- [Required work]: From the line that contains "Target: stone paved walkway" to the final line of the entries, return every line exactly and leave out all others.

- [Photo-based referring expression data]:
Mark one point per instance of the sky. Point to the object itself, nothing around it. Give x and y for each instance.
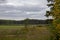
(22, 9)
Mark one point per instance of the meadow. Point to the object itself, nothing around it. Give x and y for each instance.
(19, 32)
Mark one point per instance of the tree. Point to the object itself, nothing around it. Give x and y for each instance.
(55, 12)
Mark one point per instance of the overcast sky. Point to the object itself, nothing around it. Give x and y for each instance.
(21, 9)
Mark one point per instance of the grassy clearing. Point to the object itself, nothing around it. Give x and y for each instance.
(11, 26)
(14, 32)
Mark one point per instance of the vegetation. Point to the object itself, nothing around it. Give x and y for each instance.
(31, 33)
(55, 12)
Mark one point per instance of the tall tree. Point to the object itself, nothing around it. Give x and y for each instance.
(55, 12)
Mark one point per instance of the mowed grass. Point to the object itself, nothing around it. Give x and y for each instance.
(11, 26)
(19, 32)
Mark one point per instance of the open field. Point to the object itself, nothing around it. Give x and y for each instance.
(14, 32)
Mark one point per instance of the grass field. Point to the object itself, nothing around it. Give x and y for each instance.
(19, 32)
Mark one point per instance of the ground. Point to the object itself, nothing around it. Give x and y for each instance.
(18, 32)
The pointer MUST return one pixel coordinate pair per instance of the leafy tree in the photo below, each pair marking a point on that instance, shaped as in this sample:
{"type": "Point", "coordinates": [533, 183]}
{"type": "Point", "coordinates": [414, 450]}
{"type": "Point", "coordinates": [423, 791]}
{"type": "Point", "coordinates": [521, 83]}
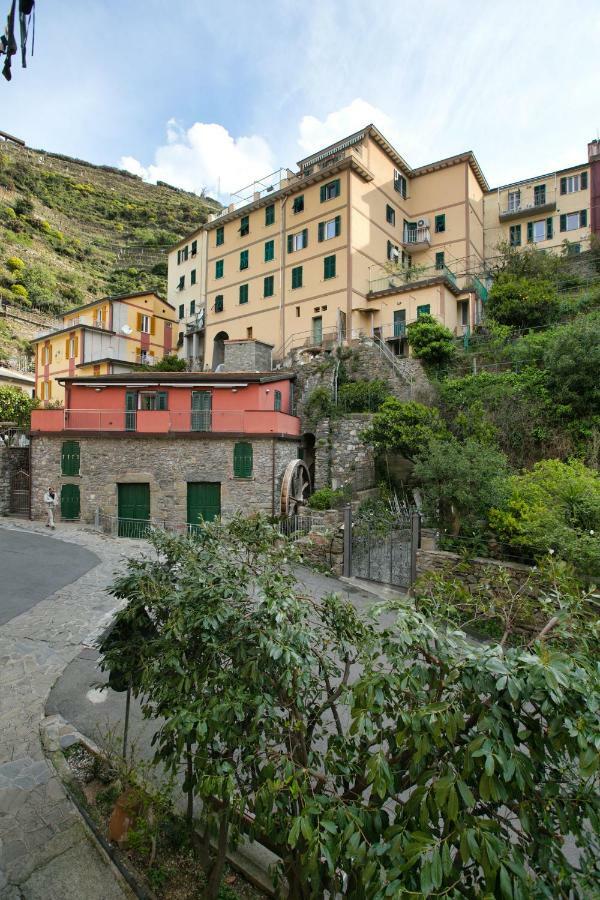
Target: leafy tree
{"type": "Point", "coordinates": [16, 406]}
{"type": "Point", "coordinates": [554, 508]}
{"type": "Point", "coordinates": [376, 761]}
{"type": "Point", "coordinates": [405, 428]}
{"type": "Point", "coordinates": [460, 483]}
{"type": "Point", "coordinates": [430, 340]}
{"type": "Point", "coordinates": [522, 302]}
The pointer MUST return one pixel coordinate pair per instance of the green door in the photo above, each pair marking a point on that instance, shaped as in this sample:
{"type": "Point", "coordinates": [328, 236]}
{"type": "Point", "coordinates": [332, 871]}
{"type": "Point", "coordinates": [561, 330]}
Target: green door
{"type": "Point", "coordinates": [134, 509]}
{"type": "Point", "coordinates": [130, 410]}
{"type": "Point", "coordinates": [204, 501]}
{"type": "Point", "coordinates": [69, 501]}
{"type": "Point", "coordinates": [201, 410]}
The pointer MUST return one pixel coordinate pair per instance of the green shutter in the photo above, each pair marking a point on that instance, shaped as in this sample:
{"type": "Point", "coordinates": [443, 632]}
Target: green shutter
{"type": "Point", "coordinates": [70, 458]}
{"type": "Point", "coordinates": [242, 460]}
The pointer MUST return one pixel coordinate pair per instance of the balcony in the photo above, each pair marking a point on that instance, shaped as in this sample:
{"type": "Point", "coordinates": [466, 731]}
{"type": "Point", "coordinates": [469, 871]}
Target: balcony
{"type": "Point", "coordinates": [164, 421]}
{"type": "Point", "coordinates": [418, 238]}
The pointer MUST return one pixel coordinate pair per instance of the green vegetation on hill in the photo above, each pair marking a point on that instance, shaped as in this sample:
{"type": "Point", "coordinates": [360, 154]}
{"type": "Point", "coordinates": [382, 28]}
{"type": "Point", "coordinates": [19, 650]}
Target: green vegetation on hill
{"type": "Point", "coordinates": [71, 231]}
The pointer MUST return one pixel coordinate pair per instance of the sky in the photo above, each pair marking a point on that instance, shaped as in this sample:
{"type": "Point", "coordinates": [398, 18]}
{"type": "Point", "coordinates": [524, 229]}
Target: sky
{"type": "Point", "coordinates": [212, 95]}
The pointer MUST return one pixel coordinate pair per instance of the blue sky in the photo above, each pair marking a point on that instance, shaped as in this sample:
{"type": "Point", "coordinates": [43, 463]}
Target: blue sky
{"type": "Point", "coordinates": [205, 94]}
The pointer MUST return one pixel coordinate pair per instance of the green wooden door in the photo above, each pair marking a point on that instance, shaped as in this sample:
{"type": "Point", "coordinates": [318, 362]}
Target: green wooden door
{"type": "Point", "coordinates": [134, 509]}
{"type": "Point", "coordinates": [130, 410]}
{"type": "Point", "coordinates": [201, 410]}
{"type": "Point", "coordinates": [204, 501]}
{"type": "Point", "coordinates": [69, 501]}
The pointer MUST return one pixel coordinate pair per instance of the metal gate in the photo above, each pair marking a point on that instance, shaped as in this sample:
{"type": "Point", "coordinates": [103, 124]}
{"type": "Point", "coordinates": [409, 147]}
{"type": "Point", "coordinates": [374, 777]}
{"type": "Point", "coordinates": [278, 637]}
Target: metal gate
{"type": "Point", "coordinates": [386, 554]}
{"type": "Point", "coordinates": [18, 504]}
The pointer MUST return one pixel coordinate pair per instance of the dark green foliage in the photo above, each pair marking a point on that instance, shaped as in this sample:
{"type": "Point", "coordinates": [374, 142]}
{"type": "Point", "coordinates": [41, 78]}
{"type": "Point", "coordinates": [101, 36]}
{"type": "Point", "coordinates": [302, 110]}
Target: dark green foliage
{"type": "Point", "coordinates": [362, 396]}
{"type": "Point", "coordinates": [430, 340]}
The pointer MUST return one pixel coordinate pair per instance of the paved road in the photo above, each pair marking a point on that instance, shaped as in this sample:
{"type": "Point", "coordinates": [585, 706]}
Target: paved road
{"type": "Point", "coordinates": [33, 567]}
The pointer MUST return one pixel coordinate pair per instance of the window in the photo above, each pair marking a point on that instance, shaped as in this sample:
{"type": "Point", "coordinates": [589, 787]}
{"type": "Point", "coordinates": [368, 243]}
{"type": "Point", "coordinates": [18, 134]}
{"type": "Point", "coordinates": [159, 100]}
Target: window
{"type": "Point", "coordinates": [153, 400]}
{"type": "Point", "coordinates": [297, 277]}
{"type": "Point", "coordinates": [330, 190]}
{"type": "Point", "coordinates": [571, 183]}
{"type": "Point", "coordinates": [269, 286]}
{"type": "Point", "coordinates": [400, 183]}
{"type": "Point", "coordinates": [539, 194]}
{"type": "Point", "coordinates": [514, 201]}
{"type": "Point", "coordinates": [242, 460]}
{"type": "Point", "coordinates": [329, 267]}
{"type": "Point", "coordinates": [69, 458]}
{"type": "Point", "coordinates": [572, 221]}
{"type": "Point", "coordinates": [329, 229]}
{"type": "Point", "coordinates": [298, 241]}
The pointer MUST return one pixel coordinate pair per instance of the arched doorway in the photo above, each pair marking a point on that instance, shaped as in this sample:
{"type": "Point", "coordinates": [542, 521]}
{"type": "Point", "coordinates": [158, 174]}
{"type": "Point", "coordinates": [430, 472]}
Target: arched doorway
{"type": "Point", "coordinates": [219, 349]}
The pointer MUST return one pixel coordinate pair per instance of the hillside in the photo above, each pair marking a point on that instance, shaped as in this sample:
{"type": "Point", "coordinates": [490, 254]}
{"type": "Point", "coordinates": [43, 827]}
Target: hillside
{"type": "Point", "coordinates": [71, 231]}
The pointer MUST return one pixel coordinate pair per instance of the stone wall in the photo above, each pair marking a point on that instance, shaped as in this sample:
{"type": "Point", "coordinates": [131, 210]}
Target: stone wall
{"type": "Point", "coordinates": [247, 356]}
{"type": "Point", "coordinates": [444, 563]}
{"type": "Point", "coordinates": [167, 465]}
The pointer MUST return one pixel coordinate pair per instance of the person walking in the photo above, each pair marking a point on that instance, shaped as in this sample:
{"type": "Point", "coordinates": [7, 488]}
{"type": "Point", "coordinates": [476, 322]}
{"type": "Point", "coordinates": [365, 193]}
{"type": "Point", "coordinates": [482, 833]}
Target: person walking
{"type": "Point", "coordinates": [50, 499]}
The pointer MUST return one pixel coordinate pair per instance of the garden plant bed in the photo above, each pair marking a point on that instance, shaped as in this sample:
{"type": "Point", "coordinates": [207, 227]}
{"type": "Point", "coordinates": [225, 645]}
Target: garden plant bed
{"type": "Point", "coordinates": [158, 853]}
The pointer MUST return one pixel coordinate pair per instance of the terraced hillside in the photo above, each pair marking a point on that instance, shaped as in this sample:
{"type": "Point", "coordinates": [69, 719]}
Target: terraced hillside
{"type": "Point", "coordinates": [71, 231]}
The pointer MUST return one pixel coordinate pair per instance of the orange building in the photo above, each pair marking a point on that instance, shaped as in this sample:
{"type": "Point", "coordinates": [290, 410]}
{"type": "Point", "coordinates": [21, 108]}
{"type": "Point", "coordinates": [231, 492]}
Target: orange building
{"type": "Point", "coordinates": [108, 336]}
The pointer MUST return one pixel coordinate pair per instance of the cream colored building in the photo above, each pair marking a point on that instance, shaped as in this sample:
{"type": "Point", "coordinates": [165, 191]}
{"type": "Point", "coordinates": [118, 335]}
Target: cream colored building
{"type": "Point", "coordinates": [354, 242]}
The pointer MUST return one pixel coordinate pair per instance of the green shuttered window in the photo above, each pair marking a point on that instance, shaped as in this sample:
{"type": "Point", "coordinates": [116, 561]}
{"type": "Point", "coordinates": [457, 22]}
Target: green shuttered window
{"type": "Point", "coordinates": [242, 460]}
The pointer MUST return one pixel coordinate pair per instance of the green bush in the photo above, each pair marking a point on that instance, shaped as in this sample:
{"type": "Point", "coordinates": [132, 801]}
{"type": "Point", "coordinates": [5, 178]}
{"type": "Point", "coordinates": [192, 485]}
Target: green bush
{"type": "Point", "coordinates": [327, 498]}
{"type": "Point", "coordinates": [554, 508]}
{"type": "Point", "coordinates": [362, 396]}
{"type": "Point", "coordinates": [430, 340]}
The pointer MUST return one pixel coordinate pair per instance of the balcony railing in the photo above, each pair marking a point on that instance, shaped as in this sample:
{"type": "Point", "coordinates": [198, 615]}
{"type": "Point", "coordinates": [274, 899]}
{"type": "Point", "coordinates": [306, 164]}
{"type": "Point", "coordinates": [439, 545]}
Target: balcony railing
{"type": "Point", "coordinates": [165, 421]}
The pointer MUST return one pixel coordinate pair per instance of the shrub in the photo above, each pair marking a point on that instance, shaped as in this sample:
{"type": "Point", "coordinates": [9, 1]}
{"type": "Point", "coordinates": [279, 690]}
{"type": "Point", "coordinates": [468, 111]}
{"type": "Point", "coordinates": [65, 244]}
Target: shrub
{"type": "Point", "coordinates": [522, 302]}
{"type": "Point", "coordinates": [430, 341]}
{"type": "Point", "coordinates": [554, 508]}
{"type": "Point", "coordinates": [327, 498]}
{"type": "Point", "coordinates": [362, 396]}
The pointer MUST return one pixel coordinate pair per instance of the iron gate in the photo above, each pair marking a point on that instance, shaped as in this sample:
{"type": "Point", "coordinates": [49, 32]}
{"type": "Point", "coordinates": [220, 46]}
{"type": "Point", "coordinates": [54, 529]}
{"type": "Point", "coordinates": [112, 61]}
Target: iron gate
{"type": "Point", "coordinates": [386, 554]}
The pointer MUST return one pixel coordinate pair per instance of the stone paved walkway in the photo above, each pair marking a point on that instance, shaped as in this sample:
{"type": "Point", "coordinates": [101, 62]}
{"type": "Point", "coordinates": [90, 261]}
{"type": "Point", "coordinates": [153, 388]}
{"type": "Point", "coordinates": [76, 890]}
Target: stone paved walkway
{"type": "Point", "coordinates": [45, 853]}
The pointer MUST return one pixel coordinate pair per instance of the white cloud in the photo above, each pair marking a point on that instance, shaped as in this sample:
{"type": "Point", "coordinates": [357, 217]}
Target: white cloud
{"type": "Point", "coordinates": [205, 156]}
{"type": "Point", "coordinates": [316, 133]}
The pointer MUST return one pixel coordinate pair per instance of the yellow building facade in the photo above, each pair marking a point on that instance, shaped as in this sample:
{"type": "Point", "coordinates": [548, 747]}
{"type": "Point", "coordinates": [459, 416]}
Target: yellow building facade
{"type": "Point", "coordinates": [107, 336]}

- [Solution for this problem]:
Target: stone paved walkway
{"type": "Point", "coordinates": [45, 853]}
The pointer MUST return one pixel coordinate pair per instance of the white cloud in the photo above, each pair marking a point on that instance, shaped as in this sample:
{"type": "Point", "coordinates": [357, 217]}
Target: white cloud
{"type": "Point", "coordinates": [205, 156]}
{"type": "Point", "coordinates": [316, 133]}
The pointer MUST return one pixel coordinate pair per instance of the yellow building facade in the photo above, each pair marking a point on that instance, shaped as in this sample:
{"type": "Point", "coordinates": [548, 747]}
{"type": "Point", "coordinates": [459, 416]}
Target: yellow building facade
{"type": "Point", "coordinates": [107, 336]}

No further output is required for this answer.